[[ Input open ]]
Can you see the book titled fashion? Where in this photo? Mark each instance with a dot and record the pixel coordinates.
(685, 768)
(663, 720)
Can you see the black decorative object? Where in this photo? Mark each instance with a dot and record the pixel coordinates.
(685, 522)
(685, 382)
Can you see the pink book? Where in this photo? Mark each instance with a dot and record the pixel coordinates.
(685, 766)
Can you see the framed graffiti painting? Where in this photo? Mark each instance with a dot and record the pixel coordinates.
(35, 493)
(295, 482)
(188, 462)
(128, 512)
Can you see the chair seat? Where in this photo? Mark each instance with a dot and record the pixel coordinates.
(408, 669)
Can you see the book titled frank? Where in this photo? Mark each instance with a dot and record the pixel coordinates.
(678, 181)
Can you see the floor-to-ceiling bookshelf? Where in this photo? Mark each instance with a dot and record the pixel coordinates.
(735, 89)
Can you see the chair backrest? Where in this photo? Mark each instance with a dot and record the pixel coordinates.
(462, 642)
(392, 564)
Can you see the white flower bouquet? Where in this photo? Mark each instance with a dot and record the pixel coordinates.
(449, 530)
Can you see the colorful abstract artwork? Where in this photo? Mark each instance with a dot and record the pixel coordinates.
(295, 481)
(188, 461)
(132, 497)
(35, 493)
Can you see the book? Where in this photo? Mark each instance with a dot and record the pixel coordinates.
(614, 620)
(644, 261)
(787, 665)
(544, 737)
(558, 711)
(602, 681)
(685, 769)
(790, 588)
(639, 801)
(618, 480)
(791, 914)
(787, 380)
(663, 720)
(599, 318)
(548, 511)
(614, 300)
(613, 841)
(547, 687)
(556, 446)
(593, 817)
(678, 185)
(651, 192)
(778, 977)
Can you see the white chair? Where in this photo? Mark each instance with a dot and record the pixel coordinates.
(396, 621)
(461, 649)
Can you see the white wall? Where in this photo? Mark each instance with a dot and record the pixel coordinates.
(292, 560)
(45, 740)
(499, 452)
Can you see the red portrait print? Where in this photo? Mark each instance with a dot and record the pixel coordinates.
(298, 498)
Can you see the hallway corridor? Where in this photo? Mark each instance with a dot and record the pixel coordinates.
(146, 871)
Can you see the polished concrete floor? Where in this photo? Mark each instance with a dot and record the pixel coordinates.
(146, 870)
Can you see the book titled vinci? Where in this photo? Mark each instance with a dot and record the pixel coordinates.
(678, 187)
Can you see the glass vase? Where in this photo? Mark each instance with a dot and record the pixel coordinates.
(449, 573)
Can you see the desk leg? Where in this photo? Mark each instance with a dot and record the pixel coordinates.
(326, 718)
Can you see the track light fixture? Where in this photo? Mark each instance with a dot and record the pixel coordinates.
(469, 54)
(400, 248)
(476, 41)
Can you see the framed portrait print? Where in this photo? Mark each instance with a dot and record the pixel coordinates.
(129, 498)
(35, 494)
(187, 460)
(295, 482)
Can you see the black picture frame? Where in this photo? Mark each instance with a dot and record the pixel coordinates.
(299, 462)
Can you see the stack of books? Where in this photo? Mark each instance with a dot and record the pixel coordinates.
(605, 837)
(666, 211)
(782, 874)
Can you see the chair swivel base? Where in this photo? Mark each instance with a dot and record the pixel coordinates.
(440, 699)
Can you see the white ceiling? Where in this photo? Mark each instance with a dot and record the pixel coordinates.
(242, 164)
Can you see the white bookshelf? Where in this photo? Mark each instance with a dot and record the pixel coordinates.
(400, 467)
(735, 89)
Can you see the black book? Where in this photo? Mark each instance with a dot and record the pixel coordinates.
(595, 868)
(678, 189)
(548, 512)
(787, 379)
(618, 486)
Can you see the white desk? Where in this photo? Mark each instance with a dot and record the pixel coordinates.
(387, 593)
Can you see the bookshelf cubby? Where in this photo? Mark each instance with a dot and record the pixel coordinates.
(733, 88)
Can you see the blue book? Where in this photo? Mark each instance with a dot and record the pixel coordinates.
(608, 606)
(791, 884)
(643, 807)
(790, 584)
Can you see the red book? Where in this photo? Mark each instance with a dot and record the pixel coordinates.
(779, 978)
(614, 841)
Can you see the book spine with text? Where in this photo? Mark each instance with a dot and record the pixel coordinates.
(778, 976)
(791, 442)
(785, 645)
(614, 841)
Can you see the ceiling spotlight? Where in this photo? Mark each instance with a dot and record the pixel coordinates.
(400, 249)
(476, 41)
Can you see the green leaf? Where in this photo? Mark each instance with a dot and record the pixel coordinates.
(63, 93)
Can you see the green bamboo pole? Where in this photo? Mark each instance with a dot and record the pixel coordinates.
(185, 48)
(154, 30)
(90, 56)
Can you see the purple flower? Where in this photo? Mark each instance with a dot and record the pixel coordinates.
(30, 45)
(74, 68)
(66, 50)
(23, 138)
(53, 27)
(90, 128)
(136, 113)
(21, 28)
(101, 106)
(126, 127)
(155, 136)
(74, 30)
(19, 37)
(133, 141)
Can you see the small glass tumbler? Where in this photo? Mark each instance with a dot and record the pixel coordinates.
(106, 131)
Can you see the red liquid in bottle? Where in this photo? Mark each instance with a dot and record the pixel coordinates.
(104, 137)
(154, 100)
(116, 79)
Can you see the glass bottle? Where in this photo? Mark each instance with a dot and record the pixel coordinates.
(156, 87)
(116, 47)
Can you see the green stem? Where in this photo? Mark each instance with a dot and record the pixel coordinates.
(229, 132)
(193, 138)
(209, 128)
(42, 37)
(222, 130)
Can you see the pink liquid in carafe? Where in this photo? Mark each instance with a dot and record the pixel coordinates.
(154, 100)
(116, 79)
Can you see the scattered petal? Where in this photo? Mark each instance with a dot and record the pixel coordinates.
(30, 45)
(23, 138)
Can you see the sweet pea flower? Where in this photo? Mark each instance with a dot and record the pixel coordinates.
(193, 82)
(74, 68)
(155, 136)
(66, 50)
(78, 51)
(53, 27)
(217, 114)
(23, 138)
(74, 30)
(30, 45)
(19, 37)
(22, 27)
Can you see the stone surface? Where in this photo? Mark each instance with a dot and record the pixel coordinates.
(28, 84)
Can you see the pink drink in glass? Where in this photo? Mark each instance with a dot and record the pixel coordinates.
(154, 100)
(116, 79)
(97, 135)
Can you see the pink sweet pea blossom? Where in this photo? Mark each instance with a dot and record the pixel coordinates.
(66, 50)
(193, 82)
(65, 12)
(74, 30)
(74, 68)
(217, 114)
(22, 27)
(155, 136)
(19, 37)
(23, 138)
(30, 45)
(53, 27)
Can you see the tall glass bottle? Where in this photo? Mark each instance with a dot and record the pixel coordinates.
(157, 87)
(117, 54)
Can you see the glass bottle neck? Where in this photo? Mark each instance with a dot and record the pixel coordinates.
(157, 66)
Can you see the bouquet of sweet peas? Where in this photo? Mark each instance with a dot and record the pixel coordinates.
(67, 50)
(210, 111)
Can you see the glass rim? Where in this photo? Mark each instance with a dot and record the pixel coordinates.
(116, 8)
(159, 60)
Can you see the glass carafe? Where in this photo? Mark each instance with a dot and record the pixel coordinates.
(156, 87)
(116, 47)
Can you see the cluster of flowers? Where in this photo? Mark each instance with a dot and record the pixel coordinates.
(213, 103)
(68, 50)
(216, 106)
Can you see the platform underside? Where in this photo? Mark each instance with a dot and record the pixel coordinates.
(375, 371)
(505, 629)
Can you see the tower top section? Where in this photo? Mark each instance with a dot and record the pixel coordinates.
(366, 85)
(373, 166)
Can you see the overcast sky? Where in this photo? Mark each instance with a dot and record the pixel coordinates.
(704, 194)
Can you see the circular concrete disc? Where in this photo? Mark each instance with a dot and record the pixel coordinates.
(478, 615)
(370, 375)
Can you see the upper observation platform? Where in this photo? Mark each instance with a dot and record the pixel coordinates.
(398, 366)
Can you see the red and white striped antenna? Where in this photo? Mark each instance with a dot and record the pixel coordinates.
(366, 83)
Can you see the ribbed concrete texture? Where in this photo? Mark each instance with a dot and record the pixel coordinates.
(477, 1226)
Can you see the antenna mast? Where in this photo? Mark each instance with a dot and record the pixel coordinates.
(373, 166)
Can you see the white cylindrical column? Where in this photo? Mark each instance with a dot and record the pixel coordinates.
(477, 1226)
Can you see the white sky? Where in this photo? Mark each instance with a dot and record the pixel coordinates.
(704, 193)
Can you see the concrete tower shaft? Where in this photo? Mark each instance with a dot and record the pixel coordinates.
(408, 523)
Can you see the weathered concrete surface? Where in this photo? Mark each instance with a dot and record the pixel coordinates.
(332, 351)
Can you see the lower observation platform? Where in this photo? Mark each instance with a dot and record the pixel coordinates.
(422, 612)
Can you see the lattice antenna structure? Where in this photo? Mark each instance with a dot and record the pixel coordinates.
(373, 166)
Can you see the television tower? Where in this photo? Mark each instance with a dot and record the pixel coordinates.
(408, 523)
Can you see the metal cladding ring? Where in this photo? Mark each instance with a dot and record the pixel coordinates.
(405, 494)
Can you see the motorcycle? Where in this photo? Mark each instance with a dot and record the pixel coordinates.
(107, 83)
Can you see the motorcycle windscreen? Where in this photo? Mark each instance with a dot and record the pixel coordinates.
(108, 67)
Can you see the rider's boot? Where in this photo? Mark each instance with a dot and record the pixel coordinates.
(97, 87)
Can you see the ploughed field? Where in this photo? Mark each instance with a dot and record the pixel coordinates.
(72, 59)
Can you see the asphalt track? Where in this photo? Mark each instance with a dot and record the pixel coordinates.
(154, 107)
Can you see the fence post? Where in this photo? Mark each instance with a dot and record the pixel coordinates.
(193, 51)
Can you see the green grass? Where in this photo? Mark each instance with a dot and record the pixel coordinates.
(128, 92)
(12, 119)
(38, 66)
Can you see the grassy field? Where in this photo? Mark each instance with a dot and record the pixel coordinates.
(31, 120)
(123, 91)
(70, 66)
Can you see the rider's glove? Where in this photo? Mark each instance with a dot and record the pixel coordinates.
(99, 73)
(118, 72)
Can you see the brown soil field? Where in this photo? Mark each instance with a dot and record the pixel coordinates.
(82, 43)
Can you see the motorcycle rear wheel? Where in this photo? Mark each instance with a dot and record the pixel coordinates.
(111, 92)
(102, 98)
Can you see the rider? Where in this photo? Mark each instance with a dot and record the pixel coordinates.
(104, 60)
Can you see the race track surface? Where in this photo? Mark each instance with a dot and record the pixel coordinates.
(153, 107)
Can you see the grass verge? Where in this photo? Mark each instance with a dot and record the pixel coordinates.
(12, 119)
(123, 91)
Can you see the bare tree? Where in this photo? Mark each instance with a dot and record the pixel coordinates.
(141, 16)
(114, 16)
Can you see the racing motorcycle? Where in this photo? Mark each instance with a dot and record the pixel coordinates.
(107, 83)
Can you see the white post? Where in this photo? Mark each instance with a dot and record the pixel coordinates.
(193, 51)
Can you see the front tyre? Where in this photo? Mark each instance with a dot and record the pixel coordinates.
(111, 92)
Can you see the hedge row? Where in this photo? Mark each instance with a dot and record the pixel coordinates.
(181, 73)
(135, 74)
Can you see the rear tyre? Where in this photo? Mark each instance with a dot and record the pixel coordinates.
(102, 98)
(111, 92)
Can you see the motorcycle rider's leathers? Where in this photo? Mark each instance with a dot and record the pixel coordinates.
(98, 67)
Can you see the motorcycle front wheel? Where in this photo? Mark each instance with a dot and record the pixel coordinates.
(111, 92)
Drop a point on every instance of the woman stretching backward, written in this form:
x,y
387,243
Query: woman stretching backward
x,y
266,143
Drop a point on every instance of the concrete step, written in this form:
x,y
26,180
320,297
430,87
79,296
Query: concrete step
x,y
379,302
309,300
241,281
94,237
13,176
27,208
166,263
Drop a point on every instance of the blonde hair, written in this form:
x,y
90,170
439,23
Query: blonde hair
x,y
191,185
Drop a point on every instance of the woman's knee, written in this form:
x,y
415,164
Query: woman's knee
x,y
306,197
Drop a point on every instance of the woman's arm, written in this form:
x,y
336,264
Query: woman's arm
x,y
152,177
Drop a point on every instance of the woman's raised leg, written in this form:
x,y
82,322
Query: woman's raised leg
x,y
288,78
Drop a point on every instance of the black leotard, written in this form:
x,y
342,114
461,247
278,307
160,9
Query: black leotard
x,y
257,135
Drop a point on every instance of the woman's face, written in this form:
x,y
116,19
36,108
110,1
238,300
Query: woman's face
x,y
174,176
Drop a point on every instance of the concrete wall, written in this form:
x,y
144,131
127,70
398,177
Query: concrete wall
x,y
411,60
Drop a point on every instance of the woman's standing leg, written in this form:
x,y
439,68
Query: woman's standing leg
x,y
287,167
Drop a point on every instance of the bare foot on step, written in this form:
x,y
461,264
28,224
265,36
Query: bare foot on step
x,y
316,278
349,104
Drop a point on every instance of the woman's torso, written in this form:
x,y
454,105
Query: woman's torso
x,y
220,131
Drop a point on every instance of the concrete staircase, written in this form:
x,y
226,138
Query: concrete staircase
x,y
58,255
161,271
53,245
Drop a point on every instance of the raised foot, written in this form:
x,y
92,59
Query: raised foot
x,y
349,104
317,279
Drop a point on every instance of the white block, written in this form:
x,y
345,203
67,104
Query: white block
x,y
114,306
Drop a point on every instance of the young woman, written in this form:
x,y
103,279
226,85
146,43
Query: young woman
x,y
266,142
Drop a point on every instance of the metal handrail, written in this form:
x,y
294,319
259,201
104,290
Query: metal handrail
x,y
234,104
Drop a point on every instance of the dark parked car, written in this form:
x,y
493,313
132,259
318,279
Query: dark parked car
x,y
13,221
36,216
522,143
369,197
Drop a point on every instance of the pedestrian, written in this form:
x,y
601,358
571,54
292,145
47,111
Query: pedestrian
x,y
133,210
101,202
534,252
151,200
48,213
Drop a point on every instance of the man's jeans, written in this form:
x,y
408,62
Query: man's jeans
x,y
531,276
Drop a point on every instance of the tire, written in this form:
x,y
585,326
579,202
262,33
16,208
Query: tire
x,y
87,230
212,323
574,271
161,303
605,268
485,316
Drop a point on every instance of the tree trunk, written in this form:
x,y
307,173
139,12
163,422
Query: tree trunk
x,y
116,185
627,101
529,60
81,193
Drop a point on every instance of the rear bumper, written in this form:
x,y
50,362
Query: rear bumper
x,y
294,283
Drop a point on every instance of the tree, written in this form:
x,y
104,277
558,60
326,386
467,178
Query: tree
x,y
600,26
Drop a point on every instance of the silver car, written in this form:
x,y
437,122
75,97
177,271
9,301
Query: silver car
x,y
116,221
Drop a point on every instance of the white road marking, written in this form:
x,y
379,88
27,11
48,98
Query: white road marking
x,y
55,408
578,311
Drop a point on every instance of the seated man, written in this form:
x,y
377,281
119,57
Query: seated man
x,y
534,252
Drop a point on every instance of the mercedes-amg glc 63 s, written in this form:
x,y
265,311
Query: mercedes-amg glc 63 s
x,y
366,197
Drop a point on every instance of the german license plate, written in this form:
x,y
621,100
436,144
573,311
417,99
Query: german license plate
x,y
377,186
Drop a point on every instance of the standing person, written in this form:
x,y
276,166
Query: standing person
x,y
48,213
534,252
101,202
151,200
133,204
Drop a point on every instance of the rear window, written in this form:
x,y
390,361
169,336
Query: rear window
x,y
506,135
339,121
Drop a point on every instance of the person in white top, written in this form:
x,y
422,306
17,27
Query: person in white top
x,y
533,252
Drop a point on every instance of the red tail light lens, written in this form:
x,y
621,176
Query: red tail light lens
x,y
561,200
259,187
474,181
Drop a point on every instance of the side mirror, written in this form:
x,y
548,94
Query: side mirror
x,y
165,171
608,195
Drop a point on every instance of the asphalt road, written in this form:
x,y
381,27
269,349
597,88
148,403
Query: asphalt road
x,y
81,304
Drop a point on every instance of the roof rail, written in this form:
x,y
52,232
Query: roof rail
[[ Input closed ]]
== Problem to solve ==
Show all lines from the data that contain "roof".

== Result of this task ==
Drop a point on every instance of the roof rail, written in this form:
Query: roof rail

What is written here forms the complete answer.